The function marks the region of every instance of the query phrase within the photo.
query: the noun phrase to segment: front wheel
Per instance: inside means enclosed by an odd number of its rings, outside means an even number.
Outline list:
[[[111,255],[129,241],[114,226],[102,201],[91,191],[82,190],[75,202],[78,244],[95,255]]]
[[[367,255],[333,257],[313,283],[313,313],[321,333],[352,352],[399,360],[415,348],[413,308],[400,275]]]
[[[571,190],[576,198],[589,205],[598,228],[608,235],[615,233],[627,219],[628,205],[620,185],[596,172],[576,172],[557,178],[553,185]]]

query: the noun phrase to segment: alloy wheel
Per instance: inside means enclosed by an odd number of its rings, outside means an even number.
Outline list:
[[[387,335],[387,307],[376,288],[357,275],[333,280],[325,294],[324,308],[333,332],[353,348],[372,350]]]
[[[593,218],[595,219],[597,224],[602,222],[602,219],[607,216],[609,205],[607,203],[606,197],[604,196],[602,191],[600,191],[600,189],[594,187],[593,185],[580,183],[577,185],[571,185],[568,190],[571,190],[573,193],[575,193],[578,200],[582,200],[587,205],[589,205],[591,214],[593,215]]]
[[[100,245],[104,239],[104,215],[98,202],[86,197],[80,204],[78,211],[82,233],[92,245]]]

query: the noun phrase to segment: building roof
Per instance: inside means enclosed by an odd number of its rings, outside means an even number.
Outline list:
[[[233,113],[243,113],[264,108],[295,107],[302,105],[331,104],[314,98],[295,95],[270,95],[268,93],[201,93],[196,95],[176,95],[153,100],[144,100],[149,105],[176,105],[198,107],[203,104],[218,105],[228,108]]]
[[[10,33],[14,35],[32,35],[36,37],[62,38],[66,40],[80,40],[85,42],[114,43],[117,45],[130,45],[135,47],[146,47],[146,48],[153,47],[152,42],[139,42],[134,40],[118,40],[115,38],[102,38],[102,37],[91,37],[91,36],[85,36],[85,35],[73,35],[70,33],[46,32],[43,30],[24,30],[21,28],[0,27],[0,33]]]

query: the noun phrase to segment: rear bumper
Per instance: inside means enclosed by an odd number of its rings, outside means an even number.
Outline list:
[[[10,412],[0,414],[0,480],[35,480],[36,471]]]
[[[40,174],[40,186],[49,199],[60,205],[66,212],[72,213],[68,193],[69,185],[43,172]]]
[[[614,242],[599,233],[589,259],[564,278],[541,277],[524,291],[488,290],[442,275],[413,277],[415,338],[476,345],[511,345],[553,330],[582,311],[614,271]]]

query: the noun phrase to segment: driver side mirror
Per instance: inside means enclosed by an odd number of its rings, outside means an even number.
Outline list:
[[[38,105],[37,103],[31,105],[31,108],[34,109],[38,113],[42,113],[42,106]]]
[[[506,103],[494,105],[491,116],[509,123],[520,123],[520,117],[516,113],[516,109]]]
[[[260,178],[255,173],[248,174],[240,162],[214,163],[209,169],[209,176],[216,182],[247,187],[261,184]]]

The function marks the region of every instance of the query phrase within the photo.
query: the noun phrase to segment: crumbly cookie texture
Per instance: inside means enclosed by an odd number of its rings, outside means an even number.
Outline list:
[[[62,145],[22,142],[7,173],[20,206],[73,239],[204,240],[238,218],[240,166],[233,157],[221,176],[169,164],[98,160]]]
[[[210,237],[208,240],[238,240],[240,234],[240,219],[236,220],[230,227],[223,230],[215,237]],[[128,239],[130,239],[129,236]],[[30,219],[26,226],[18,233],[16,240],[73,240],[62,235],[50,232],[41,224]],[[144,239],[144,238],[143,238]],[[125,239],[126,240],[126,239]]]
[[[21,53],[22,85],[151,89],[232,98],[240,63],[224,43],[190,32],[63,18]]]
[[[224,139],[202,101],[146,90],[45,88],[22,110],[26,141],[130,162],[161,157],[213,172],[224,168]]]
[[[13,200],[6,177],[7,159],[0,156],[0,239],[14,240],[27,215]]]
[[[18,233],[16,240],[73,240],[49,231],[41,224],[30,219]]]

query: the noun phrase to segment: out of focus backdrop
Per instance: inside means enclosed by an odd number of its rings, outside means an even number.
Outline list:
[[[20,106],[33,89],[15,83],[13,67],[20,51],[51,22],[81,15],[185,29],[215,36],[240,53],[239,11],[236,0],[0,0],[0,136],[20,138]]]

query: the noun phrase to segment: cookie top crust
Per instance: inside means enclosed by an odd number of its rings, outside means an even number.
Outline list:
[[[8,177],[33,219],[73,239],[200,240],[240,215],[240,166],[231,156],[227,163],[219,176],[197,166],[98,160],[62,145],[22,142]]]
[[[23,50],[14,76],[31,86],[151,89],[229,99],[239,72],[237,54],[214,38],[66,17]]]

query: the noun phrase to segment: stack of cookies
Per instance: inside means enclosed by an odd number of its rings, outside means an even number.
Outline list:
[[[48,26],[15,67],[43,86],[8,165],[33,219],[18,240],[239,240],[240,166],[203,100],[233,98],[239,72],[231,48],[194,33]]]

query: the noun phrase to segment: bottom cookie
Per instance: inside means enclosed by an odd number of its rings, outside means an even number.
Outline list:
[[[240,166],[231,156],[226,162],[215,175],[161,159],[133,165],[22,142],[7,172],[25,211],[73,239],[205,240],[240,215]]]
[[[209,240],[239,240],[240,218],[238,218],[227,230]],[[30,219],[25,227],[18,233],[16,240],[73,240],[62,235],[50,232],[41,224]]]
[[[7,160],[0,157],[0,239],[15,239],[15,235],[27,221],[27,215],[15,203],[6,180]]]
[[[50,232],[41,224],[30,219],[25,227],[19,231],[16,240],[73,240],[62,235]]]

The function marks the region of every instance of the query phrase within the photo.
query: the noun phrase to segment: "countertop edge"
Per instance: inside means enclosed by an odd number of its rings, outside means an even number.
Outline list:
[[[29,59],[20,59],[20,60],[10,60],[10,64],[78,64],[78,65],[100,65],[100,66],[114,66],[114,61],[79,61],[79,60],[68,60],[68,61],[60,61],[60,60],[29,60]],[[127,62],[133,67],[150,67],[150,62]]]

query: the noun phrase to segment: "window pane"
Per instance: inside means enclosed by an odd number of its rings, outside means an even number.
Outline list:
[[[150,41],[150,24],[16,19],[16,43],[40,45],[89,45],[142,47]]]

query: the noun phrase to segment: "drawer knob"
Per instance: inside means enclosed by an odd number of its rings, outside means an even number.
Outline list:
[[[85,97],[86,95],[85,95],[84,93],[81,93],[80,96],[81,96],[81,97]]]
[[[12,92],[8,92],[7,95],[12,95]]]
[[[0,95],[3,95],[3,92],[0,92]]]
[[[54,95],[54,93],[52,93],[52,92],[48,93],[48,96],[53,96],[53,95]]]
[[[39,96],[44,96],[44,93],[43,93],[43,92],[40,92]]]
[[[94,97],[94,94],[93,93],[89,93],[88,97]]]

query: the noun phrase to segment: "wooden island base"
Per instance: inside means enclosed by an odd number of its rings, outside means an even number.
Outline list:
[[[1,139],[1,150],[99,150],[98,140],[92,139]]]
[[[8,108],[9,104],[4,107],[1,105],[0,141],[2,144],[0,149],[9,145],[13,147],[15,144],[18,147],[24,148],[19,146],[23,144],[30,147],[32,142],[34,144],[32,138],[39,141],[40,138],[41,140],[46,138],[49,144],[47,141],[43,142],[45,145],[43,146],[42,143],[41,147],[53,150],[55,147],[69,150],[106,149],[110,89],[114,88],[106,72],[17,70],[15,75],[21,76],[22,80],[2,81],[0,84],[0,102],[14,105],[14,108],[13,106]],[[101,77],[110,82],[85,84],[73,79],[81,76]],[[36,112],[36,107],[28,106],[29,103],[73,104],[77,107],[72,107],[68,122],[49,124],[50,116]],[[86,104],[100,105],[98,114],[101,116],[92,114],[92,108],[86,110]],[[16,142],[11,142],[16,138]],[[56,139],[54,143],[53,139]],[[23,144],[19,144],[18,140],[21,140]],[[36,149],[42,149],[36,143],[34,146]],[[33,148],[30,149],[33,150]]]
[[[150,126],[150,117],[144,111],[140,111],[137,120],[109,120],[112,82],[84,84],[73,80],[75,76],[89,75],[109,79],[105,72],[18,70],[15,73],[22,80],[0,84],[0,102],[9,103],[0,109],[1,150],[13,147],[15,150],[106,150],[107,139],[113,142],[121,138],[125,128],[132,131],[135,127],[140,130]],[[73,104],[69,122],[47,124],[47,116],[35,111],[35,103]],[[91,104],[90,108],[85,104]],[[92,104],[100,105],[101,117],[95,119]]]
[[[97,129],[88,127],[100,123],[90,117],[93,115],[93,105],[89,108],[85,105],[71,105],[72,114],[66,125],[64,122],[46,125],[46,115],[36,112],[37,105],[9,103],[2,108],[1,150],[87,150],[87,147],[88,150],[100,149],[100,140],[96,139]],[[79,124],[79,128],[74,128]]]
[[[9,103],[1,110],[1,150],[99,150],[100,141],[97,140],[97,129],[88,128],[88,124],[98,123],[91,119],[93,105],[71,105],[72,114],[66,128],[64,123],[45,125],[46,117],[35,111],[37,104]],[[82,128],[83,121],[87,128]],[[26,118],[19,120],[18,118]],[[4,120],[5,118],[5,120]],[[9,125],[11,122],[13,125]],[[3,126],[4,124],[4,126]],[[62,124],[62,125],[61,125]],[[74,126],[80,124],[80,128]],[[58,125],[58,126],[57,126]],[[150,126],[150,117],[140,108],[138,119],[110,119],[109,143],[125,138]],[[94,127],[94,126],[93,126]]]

----

**WORK TO COMPLETE**: Among the entries above, determine how many lines contain "wheel", then output only that number.

**RESPONSE BOX**: 2